▶ [TASK PROMPT] All of the data below should be written out exactly.

▶ [LISTED ENTRIES]
|---|
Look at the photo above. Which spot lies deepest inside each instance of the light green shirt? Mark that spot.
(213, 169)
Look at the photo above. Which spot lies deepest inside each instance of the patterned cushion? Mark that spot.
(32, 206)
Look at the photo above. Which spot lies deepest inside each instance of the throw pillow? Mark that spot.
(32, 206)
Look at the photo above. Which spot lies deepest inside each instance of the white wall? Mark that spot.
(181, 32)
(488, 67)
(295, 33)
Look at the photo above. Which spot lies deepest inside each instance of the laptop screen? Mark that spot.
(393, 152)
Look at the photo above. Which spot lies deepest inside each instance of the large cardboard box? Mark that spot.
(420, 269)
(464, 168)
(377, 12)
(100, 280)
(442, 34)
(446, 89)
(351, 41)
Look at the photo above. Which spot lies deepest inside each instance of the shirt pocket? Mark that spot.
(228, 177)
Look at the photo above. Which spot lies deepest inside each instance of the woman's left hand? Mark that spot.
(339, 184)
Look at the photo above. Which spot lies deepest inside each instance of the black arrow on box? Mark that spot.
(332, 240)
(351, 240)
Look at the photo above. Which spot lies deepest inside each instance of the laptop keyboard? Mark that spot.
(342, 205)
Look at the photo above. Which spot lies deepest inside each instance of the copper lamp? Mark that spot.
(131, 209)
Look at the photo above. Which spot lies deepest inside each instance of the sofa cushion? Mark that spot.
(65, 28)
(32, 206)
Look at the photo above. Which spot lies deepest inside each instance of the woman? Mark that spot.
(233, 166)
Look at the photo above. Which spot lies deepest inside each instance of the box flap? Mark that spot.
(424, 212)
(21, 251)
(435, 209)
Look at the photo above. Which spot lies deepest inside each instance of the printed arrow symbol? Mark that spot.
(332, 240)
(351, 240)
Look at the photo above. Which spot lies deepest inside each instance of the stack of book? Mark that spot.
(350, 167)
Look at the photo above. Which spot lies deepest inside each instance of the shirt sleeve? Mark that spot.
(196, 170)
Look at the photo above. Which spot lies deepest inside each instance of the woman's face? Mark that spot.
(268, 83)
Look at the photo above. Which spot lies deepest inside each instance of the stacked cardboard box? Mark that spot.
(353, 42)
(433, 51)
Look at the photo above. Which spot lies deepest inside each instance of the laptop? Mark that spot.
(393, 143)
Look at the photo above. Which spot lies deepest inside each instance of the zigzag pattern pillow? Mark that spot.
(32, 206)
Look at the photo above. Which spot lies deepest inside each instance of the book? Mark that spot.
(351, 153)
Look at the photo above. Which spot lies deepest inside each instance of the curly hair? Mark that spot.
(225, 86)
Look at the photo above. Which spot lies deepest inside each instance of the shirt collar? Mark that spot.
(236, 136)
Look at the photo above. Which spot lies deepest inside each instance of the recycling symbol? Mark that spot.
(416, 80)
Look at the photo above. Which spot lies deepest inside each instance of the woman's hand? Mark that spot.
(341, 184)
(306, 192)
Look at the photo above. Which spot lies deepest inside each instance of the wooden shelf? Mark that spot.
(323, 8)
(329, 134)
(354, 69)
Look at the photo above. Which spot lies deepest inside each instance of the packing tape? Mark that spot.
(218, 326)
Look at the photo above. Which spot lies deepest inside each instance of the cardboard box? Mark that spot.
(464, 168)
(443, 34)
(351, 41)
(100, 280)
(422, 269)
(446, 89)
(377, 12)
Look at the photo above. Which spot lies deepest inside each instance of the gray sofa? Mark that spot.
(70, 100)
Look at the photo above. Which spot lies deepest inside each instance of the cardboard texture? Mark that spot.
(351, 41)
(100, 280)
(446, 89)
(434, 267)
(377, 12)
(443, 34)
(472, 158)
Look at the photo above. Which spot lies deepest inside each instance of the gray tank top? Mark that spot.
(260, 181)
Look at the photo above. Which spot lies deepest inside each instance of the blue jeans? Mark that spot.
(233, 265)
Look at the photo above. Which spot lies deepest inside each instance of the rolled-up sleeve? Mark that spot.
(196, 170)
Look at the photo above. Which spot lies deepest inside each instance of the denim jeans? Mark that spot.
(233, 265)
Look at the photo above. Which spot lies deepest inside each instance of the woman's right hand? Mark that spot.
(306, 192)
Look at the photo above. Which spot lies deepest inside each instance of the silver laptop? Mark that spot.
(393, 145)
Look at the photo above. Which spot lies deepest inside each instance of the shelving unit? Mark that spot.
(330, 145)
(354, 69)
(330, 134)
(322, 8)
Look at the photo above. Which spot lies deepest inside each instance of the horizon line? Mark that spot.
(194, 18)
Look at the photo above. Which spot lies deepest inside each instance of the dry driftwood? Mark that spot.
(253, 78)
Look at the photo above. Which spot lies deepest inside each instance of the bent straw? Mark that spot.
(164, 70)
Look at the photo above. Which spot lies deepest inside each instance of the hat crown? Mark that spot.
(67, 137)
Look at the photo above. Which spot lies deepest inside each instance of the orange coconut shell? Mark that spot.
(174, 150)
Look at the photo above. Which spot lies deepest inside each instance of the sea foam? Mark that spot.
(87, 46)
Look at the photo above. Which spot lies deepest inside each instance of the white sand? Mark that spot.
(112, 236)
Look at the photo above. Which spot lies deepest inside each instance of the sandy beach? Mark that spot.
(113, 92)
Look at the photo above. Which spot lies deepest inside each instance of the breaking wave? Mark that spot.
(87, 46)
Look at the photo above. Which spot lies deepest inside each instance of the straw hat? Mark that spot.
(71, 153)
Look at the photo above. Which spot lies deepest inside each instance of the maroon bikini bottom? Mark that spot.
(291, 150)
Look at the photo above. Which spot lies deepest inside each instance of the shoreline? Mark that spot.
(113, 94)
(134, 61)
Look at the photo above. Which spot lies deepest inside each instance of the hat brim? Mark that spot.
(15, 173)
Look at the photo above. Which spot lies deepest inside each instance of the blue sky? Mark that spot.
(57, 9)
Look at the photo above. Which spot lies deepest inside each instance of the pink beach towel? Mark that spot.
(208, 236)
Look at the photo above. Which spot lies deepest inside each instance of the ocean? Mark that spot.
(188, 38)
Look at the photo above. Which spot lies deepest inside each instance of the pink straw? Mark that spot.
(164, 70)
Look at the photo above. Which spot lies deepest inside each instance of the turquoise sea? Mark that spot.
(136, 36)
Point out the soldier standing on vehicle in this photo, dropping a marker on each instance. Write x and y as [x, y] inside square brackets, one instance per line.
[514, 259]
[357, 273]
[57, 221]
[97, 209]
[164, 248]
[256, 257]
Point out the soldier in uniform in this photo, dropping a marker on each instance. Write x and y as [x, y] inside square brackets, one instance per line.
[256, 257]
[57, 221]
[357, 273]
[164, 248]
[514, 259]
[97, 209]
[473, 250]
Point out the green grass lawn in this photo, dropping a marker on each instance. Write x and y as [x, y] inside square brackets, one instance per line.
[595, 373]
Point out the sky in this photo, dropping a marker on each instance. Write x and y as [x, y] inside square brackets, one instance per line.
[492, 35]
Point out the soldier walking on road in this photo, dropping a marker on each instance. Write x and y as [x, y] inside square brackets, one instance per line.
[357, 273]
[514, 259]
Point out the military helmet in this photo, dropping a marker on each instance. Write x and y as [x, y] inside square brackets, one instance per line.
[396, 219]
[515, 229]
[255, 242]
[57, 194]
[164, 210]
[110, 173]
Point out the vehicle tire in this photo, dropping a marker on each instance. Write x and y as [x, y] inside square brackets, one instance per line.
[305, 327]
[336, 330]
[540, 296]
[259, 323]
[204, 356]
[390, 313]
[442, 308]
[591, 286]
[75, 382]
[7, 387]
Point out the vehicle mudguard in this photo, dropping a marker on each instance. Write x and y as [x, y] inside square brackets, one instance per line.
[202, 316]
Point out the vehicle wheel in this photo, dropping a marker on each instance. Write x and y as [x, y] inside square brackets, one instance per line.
|---|
▶ [RESPONSE TO THIS EXERCISE]
Look at the photo above. Which spot lies deepest inside each instance of the light green shirt? Mark that spot.
(213, 169)
Look at the photo above. Which spot lies deepest inside each instance of the patterned cushion? Mark that spot.
(32, 206)
Look at the photo above. Which spot lies deepest inside each instance of the throw pillow? Mark that spot.
(32, 206)
Look at the photo above. Which spot lies deepest inside each instance of the white wall? Mark that spot.
(181, 32)
(488, 67)
(295, 33)
Look at the photo above. Which spot lies deepest inside each instance of the laptop screen? Mark that spot.
(393, 152)
Look at the photo above. Which spot lies deepest inside each instance of the large cardboard box? Mark that spot.
(420, 269)
(464, 168)
(377, 12)
(100, 280)
(442, 34)
(446, 89)
(351, 41)
Look at the photo above. Which spot lies deepest inside each instance of the shirt pocket? Mark that spot.
(228, 177)
Look at the photo above. Which spot lies deepest inside each instance of the woman's left hand? Mark that spot.
(339, 184)
Look at the photo above. Which spot lies deepest inside each instance of the black arrow on box? Mark that spot.
(332, 240)
(351, 240)
Look at the photo above. Which spot lies deepest inside each instance of the laptop keyboard? Mark that spot.
(342, 205)
Look at the photo above. Which spot lies deepest inside each instance of the copper lamp? Mark that spot.
(131, 209)
Look at the photo above. Which spot lies deepest inside each instance of the sofa cushion? Mark that spot.
(65, 28)
(32, 206)
Look at the photo above. Which spot lies deepest inside each instance of the woman? Mark that spot.
(233, 166)
Look at the photo above. Which spot lies deepest inside each instance of the box flap? Mark that spot.
(424, 212)
(21, 251)
(435, 209)
Look at the photo above. Which spot lies deepest inside each instance of the printed arrow symbol? Mark that spot.
(332, 240)
(351, 240)
Look at the photo above. Which spot lies deepest inside each instance of the stack of book? Mark that spot.
(350, 167)
Look at the photo above. Which spot lies deepest inside each instance of the shirt sleeve? Mark that spot.
(196, 170)
Look at the photo above. Which spot lies deepest inside each instance of the woman's face? Mark that spot.
(268, 83)
Look at the photo above. Which spot lies deepest inside each instance of the stacked cardboard box? Mark that spot.
(353, 42)
(433, 51)
Look at the photo above. Which spot lies deepest inside each instance of the laptop? Mark that spot.
(393, 143)
Look at the photo above. Which spot lies deepest inside each instance of the zigzag pattern pillow? Mark that spot.
(32, 206)
Look at the photo above. Which spot lies deepest inside each instance of the book? Mark that spot.
(351, 153)
Look at the photo above. Which spot lies deepest inside each instance of the curly hair? Mark that spot.
(225, 86)
Look at the photo above. Which spot lies deepest inside each instance of the shirt collar? Mark that spot.
(236, 136)
Look at the photo above. Which spot lies deepest inside each instance of the recycling symbol? Mark that spot.
(416, 80)
Look at the photo above. Which spot lies deepest inside each instance of the woman's hand? Mark that spot.
(341, 184)
(306, 192)
Look at the photo above. Which spot lies deepest inside each instance of the wooden shelf? Mark that spot.
(323, 8)
(329, 134)
(354, 69)
Look at the photo above. Which spot lies deepest inside each instance of the packing tape? Mark that spot.
(218, 326)
Look at the photo above. Which spot lies deepest inside each instance of the cardboard box? Mark that spot.
(464, 168)
(443, 34)
(351, 41)
(100, 280)
(422, 269)
(446, 89)
(377, 12)
Look at the photo above. Which spot lies deepest inside each instance of the gray sofa? Mark that spot.
(70, 100)
Look at the photo above. Which spot lies deepest inside each instance of the cardboard texture? Mark that spot.
(351, 41)
(100, 280)
(446, 89)
(434, 267)
(377, 12)
(443, 34)
(472, 158)
Look at the photo above. Which spot lies deepest inside each instance of the gray tank top? Mark that spot.
(260, 181)
Look at the photo above. Which spot lies deepest inside each instance of the blue jeans? Mark that spot.
(233, 265)
Look at the photo above. Which spot lies deepest inside each instance of the rolled-up sleeve? Mark that spot.
(196, 170)
Look at the photo above. Which spot lies deepest inside each instance of the denim jeans? Mark that spot.
(233, 265)
Look at the photo above. Which spot lies deepest inside each instance of the woman's right hand? Mark that spot.
(306, 192)
Look at the photo above. Which spot lies deepest inside each instance of the silver laptop? Mark that spot.
(393, 145)
Look at the photo above. Which spot lies deepest inside each instance of the shelving unit? Mark that spot.
(330, 145)
(354, 69)
(330, 134)
(322, 8)
Look at the photo above. Which spot lies deepest inside each instance of the horizon line? Mark that spot.
(194, 18)
Look at the photo above. Which spot lies deepest inside each instance of the dry driftwood? Mark that spot.
(253, 78)
Look at the photo above. Which spot lies deepest inside each instance of the bent straw? Mark that spot.
(164, 70)
Look at the photo above. Which spot lies deepest inside each instance of the hat crown? Mark that spot.
(67, 137)
Look at the photo above. Which spot lies deepest inside each instance of the orange coconut shell? Mark that spot.
(174, 150)
Look at the photo above. Which spot lies deepest inside each instance of the sea foam? Mark that spot.
(87, 46)
Look at the photo above. Which spot lies deepest inside each instance of the white sand? Mark that spot.
(112, 236)
Look at the photo above. Which spot lies deepest inside each instance of the sandy beach? Mark that spot.
(113, 92)
Look at the photo above. Which spot lies deepest inside each instance of the breaking wave? Mark that spot.
(87, 46)
Look at the photo above. Which spot lies deepest inside each instance of the straw hat? Mark that spot.
(71, 153)
Look at the photo above. Which spot lies deepest inside each instance of the maroon bikini bottom? Mark that spot.
(291, 150)
Look at the photo above. Which spot lies deepest inside each instance of the shoreline? Mark that spot.
(113, 94)
(134, 61)
Look at the photo above. Which spot lies deepest inside each instance of the hat brim? Mark that spot.
(15, 173)
Look at the photo above. Which spot lies deepest inside each instance of the blue sky? Mark that spot.
(57, 9)
Look at the photo above. Which spot lies deepest inside each instance of the pink beach towel? Mark that spot.
(208, 236)
Look at the photo above. Which spot lies deepest inside each instance of the ocean? Mark that spot.
(188, 38)
Look at the photo above. Which spot lies deepest inside each instance of the pink straw? Mark that spot.
(164, 70)
Look at the photo above. Which spot lies deepest inside each instance of the turquoise sea? Mark that spot.
(136, 36)
Point out the soldier standing on vehicle in this photo, dropping a marker on each instance. Write x and y as [x, y] inside square brackets, one instance per line.
[514, 259]
[357, 273]
[57, 221]
[97, 209]
[164, 248]
[256, 257]
Point out the soldier in uniform in this photo, dropping a marker on each instance. Write x and y as [x, y] inside square brackets, one instance per line.
[256, 257]
[57, 221]
[357, 273]
[164, 248]
[514, 259]
[97, 209]
[473, 250]
Point out the green grass lawn in this photo, dropping a marker on each instance. Write x and y as [x, y] inside square brackets, one instance per line.
[595, 373]
Point out the sky in this photo, dropping a marker on each instance. Write x and y as [x, y] inside square brackets, one instance per line.
[492, 35]
Point out the soldier walking on road in this photo, dropping a marker on each instance. Write x and y as [x, y] inside square brackets, one instance per line.
[357, 273]
[514, 259]
Point out the military helmet in this photo, dropping a marker on each instance. Write x and y as [x, y] inside square brackets, one instance per line.
[396, 219]
[515, 229]
[255, 242]
[57, 194]
[164, 210]
[110, 173]
Point out the vehicle tire in this photo, dropping a marker on each instance. Write x and y as [x, y] inside square brackets, one instance per line.
[305, 327]
[336, 330]
[540, 296]
[259, 323]
[204, 356]
[390, 313]
[442, 308]
[591, 286]
[75, 382]
[7, 387]
Point out the vehicle mudguard in this photo, dropping a marker on each instance. Write x and y as [x, y] inside square brackets, one instance per line.
[202, 316]
Point out the vehicle wheel in this photo, dropping a marker on each instance. Write x and y as [x, y] inside square brackets, one instance per line.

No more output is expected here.